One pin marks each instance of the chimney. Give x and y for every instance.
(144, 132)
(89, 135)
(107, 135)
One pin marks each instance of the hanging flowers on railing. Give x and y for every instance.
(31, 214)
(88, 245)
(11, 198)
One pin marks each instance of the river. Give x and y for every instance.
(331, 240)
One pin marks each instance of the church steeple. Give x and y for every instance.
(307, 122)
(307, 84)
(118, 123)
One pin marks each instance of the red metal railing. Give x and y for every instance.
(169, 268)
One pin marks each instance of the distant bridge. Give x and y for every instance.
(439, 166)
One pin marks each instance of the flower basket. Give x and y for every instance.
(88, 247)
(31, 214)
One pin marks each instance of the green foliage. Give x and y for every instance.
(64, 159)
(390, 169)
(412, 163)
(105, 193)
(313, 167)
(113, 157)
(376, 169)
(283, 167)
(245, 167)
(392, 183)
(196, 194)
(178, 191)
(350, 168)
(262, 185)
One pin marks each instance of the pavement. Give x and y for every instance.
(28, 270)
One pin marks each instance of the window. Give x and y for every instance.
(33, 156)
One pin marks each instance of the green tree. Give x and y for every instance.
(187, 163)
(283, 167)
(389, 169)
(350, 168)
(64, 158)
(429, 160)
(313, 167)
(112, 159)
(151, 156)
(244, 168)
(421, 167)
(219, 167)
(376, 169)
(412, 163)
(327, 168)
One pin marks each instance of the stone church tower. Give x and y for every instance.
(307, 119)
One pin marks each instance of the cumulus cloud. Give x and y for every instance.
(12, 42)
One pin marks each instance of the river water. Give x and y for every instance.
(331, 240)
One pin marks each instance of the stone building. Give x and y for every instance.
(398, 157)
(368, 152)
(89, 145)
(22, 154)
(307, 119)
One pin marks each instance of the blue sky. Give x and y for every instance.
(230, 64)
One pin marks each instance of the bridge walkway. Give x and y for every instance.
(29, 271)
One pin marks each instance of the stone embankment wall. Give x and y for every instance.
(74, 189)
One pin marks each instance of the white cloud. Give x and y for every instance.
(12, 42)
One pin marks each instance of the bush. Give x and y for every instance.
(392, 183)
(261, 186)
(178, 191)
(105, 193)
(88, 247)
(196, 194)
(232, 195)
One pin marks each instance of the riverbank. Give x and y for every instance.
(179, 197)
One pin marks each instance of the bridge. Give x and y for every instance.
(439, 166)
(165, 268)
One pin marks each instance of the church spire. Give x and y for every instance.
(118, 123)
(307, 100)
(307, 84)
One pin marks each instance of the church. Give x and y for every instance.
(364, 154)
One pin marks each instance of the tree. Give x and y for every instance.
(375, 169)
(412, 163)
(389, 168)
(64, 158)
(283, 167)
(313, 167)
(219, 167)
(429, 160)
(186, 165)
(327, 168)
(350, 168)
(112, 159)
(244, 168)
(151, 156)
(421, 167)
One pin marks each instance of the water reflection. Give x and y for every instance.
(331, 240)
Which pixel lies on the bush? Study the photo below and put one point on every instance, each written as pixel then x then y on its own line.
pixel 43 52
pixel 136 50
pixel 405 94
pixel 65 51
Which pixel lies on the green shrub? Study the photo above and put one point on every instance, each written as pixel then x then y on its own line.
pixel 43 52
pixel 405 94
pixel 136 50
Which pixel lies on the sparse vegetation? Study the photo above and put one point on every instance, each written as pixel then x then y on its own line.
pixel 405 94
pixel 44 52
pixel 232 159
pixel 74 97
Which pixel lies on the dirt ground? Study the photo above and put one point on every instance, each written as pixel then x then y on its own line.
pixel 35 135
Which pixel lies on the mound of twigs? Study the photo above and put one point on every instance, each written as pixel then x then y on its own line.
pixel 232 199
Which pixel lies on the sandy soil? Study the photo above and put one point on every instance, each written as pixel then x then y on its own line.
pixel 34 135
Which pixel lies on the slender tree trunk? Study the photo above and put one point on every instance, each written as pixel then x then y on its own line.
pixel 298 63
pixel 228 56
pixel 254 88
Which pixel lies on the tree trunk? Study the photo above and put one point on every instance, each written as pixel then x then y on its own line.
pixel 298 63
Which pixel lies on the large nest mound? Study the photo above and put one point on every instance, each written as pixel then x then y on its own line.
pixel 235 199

□ □ □ □

*EXERCISE*:
Set down all of the lines above without altering a word.

*RESULT*:
One pin marks each instance of the chimney. Give x and y for every instance.
(144, 132)
(89, 135)
(107, 135)
One pin marks each instance of the hanging flowers on railing. Give x and y for every instance.
(31, 214)
(88, 245)
(11, 198)
One pin marks each instance of the river. Give x and y for every instance.
(331, 240)
One pin marks each instance of the church steeple. Give x and y for every instance.
(307, 122)
(307, 84)
(118, 123)
One pin marks each instance of the red metal railing. Give x and y for every instance.
(169, 268)
One pin marks each instance of the distant bridge. Give x and y for every instance.
(439, 166)
One pin marks each instance of the flower basket. Give x and y for every instance.
(88, 247)
(31, 214)
One pin marks each instance of the green foliage. Give x and y for every instance.
(64, 159)
(390, 169)
(412, 163)
(105, 193)
(313, 167)
(113, 157)
(376, 169)
(283, 167)
(245, 167)
(392, 183)
(196, 194)
(178, 191)
(350, 168)
(262, 185)
One pin marks each instance of the pavement. Give x and y for every instance.
(28, 270)
One pin marks each instance of the window. Give x and y for every instance.
(33, 156)
One pin marks each instance of the green tree. Give x and y for every instance.
(187, 163)
(283, 167)
(389, 169)
(350, 168)
(64, 158)
(429, 160)
(313, 167)
(112, 159)
(151, 156)
(244, 168)
(421, 167)
(219, 167)
(376, 169)
(412, 163)
(327, 168)
One pin marks each instance of the stone church tower. Give x and y for every instance.
(307, 119)
One pin marks each instance of the cumulus cloud. Give x and y for every instance.
(12, 42)
One pin marks each instance of the river water. Give x and y for every instance.
(331, 240)
One pin marks each instance of the stone building. Give x and y for every instance.
(398, 157)
(368, 152)
(89, 145)
(22, 154)
(307, 119)
One pin marks each instance of the blue sky. Give x and y for every instance.
(230, 64)
One pin marks each instance of the bridge walkway. Give x and y for every instance.
(29, 271)
One pin marks each instance of the stone embankment wall. Give x and y for every instance.
(74, 189)
One pin marks each instance of the white cloud. Give x and y for every instance.
(12, 42)
One pin marks each instance of the bush. Give x and y for every instance.
(392, 183)
(261, 186)
(178, 191)
(105, 193)
(88, 247)
(196, 194)
(232, 195)
One pin marks each instance of the riverbank. Give x and y for every instance.
(179, 197)
One pin marks each instance of the bridge. Give x and y for every instance.
(439, 166)
(165, 268)
One pin marks each instance of the church spire. Give x and y for every instance.
(118, 123)
(307, 100)
(307, 84)
One pin marks each instance of the church. Give x and y for every instance.
(364, 154)
One pin marks each instance of the tree. Give x and y for every instance.
(375, 169)
(412, 163)
(389, 168)
(64, 158)
(283, 167)
(313, 167)
(219, 167)
(429, 160)
(186, 165)
(327, 168)
(350, 168)
(112, 159)
(244, 168)
(151, 156)
(421, 167)
One pin marks each instance of the water reflection. Give x and y for every instance.
(331, 240)
Which pixel lies on the bush? Study the photo below and put one point on every instance, each written as pixel then x then y on its own line.
pixel 43 52
pixel 136 50
pixel 405 94
pixel 65 51
Which pixel lies on the green shrub? Study the photo above and put one point on every instance, each written as pixel then x then y on its own line.
pixel 43 52
pixel 405 94
pixel 136 50
Which pixel lies on the sparse vegetation? Study the photo above and put one point on every instance, each written as pixel then x then y on its own line.
pixel 405 94
pixel 44 52
pixel 232 159
pixel 74 97
Which pixel lies on the dirt ground? Study the photo above and put one point on every instance, each written as pixel then x then y on its own line.
pixel 35 135
Which pixel lies on the mound of twigs? Study the photo above and put one point on every instance, each written as pixel then x then y on its own line.
pixel 232 199
Which pixel lies on the sandy soil? Study the photo above and put one point on every instance, each written as pixel then x then y on its own line.
pixel 34 135
Which pixel lies on the slender tree trunk? Study the photo above and put one point on every instance, each written as pixel then x then y on its own line.
pixel 298 63
pixel 228 56
pixel 254 88
Which pixel lies on the tree trunk? Study the photo above and put one point on every instance, each written as pixel then x then y on its own line.
pixel 298 63
Which pixel lies on the large nest mound? Study the photo above and put one point on every instance, each written as pixel then x then y on its own line.
pixel 235 199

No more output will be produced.